KRÓTKIE ZADANIE A:
W odcinku komentarza o Amidze od "W odpowiedzi na" do "tylko się denerwuje..." zmień "Pegasos" na "AmigaOne". Podaj ten odcinek w nowej postaci.
KRÓTKIE ZADANIE B:
Wypisz wszystkie różne formy fleksyjne słowa "Amiga", które występują w komentarzu o Amidze.

WYBRANY FRAGMENT:
____________
W odpowiedzi na komentarz
#4
Poprostu Amiga się podzieliła na dwie platformy. Tamta, która oni pamiętają i odpalają czasem żeby sobie powspominać stare dobre czasy i ta którą używają tacy jak my na codzień. Jakby oni używali normalnie Amig to na pewno już dawno zapomnieliby co to jest AGAta. Kij im w oko. Czasem to się cieszę, że Pegasos nie ma w nazwie "Amiga". Przynajmniej nie ciągnie za soba tych ogonów w postaci złego wyobrażenia o tej platformie. Przejmuje z niej tylko plusy, spuszczając wodę po minusach. Ja się między innymi dlatego wypisałem z amigascene-pl. Człowiek, który normalnie używa dzisiejszej Amigi raczej nie ma tam czego szukać i tylko się denerwuje...
____________
DOSTARCZONE DANE:
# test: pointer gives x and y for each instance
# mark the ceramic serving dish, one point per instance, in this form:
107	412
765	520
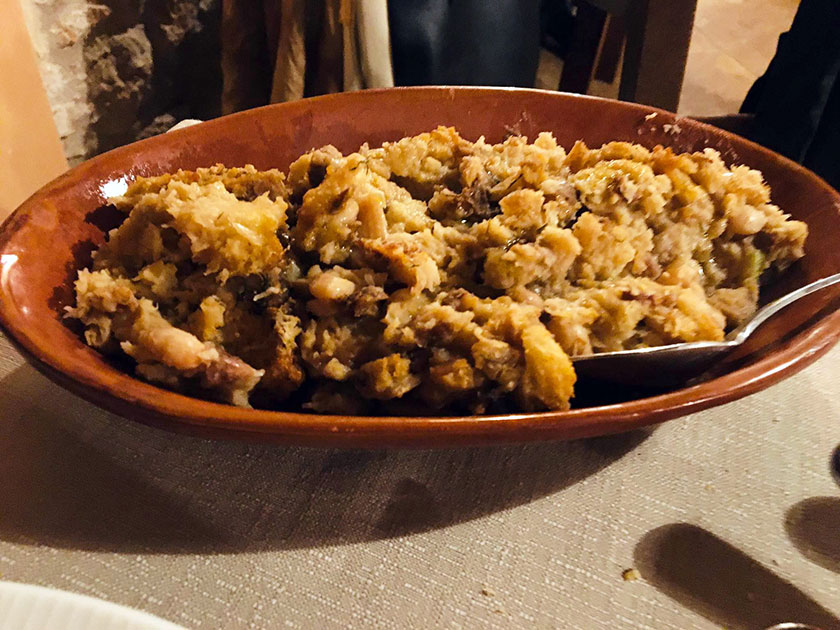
____________
ODPOWIEDŹ NA ZADANIE A:
W odpowiedzi na komentarz
#4
Poprostu Amiga się podzieliła na dwie platformy. Tamta, która oni pamiętają i odpalają czasem żeby sobie powspominać stare dobre czasy i ta którą używają tacy jak my na codzień. Jakby oni używali normalnie Amig to na pewno już dawno zapomnieliby co to jest AGAta. Kij im w oko. Czasem to się cieszę, że AmigaOne nie ma w nazwie "Amiga". Przynajmniej nie ciągnie za soba tych ogonów w postaci złego wyobrażenia o tej platformie. Przejmuje z niej tylko plusy, spuszczając wodę po minusach. Ja się między innymi dlatego wypisałem z amigascene-pl. Człowiek, który normalnie używa dzisiejszej Amigi raczej nie ma tam czego szukać i tylko się denerwuje...

ODPOWIEDŹ NA ZADANIE B:
Amiga, Amig, Amigi